BELLENDEN,
Baron, a dormant title in the Scotch peerage since the death in 1805 of
William, fourth duke of Roxburgh, seventh Lord Bellenden.
On the 26th
March, 1499, Patrick Bellenden, the ancestor of the Auchinoul family,
obtained a charter from John, earl of Morton, of the lands of Auchnolnyshill
in the county of Edinburgh, to him and his spouse, Mariota Douglas, and
their heirs. [Douglas’ Peerage, vol. i. p. 209.] He had a son,
Thomas, and a daughter, Catherine. The latter married Oliver Sinclair, the
favourite of King James the Fifth, and general of the Scottish army at the
unfortunate rout of Solway in 1542.
Thomas Bellenden
of Auchinoul, the son, succeeded his father, and in 1535, he was appointed
by James the Fifth a Judge of the Court of Session, which had been
instituted only two years previously, his appointment taking place at the
same time with that of Mr. Arthur Boyce, brother of Henry Boyce, the
historian. On the 10th September, 1538, he was appointed director
of Chancery, and on 26th December 1539, the king conferred on him
the office of Justice Clerk, which was held after him by both his son and
his grandson. In January 1541 he and Henry Balnaves of Hallhill were sent as
commissioners to meet Sir William Aure, the English commissioner, for the
settlement of some of the interminable disputes of the borders. Writing to
the keeper of the privy seal in England, 26th January of that
year, Eure narrates some conversations which he had had with Bellenden,
concerning the court and character of James the Fifth, and describes him as
“a man of aged experience and eminent ability.” [Pinkerton’s Scotland,
vol. ii. p. 240.] He died in 1546, leaving two sons; Sir John Bellenden and
Patrick Bellenden designed of Stenhouse in Orkney, sheriff of Orkney.

[Region segmentation data]

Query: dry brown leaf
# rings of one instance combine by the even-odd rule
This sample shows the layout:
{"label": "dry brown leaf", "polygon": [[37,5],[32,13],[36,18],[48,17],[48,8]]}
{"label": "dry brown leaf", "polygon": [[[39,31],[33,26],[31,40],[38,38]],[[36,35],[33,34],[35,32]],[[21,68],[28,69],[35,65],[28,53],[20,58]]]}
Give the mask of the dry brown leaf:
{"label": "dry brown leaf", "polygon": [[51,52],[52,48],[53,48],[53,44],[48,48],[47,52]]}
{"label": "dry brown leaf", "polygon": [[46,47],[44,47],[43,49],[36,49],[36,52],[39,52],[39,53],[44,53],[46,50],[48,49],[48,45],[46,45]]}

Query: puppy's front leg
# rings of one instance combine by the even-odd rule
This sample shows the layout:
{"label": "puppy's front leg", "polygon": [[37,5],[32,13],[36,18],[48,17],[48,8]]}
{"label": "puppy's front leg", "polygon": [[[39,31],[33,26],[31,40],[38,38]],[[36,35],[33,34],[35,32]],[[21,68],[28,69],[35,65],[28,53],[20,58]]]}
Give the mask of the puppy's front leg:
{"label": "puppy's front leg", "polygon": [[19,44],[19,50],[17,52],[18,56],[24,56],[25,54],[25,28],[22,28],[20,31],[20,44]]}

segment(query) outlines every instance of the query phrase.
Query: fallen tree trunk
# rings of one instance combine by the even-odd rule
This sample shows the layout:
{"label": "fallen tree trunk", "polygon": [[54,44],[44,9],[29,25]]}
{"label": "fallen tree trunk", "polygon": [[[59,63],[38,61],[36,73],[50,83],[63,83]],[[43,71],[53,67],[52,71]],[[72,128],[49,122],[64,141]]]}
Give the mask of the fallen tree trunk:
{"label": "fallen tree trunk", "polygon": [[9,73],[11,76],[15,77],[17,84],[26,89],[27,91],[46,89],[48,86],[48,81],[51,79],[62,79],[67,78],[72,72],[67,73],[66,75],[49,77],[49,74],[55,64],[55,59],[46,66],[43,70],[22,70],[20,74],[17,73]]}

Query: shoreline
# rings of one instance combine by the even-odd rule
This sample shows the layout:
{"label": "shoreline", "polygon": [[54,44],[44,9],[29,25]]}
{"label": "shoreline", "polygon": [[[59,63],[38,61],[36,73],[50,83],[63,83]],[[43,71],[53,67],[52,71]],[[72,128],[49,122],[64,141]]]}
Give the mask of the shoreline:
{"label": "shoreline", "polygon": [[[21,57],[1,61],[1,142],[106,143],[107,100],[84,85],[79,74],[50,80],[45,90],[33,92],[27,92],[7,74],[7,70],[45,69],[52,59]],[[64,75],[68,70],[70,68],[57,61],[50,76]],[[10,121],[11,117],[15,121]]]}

### Task description
From the Bellenden entry, list every year it mentions and the event it connects to each year.

### Solution for this problem
- 1805: William, fourth duke of Roxburgh and seventh Lord Bellenden, died, and the title became dormant.
- 1499: Patrick Bellenden received a charter from John, earl of Morton, for the lands of Auchnolnyshill.
- 1542: the rout of Solway, where Oliver Sinclair was general of the Scottish army.
- 1535: James the Fifth appointed Thomas Bellenden a Judge of the Court of Session.
- 1538: Thomas Bellenden was appointed director of Chancery.
- 1539: the king gave Thomas Bellenden the office of Justice Clerk.
- 1541: Thomas Bellenden and Henry Balnaves of Hallhill were sent as commissioners to meet the English commissioner about border disputes.
- 1546: Thomas Bellenden died.